[Start]
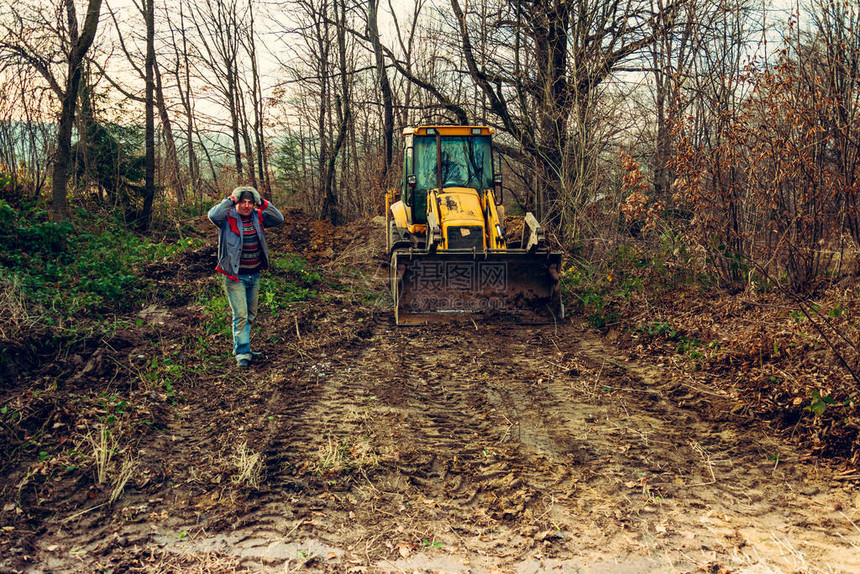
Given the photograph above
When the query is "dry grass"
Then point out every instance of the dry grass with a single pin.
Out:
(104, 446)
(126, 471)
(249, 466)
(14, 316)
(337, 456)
[End]
[Start]
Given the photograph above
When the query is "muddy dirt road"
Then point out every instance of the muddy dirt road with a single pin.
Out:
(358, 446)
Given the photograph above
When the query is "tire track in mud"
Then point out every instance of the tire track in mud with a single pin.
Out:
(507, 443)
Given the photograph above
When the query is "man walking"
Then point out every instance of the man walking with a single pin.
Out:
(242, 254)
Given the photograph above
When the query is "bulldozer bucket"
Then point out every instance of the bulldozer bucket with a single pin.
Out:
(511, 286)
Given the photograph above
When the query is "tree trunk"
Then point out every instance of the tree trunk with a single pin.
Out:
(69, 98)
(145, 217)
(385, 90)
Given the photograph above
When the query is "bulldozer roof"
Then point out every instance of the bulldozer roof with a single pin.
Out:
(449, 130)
[End]
[Start]
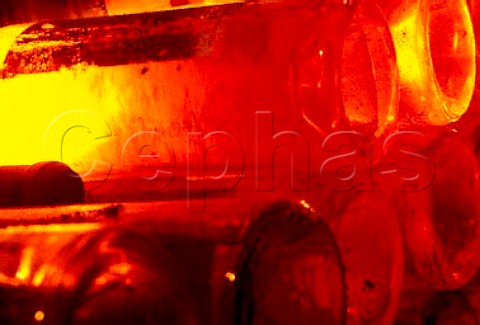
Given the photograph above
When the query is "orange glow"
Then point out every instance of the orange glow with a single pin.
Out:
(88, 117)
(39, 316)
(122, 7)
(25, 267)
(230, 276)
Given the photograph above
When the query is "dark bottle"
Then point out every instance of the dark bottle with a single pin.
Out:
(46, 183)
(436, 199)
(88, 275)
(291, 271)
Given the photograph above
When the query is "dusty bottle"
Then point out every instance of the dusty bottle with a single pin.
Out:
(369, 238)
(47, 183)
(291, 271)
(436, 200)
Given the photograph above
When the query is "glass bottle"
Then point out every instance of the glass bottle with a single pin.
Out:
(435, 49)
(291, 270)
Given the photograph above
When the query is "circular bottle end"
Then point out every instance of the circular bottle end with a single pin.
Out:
[End]
**To do**
Pick out every line in the material above that contains the word "roof", and copy each one in full.

**Reply**
When the query is "bulldozer roof"
Then point out every instance of the bulldozer roof with a single pin.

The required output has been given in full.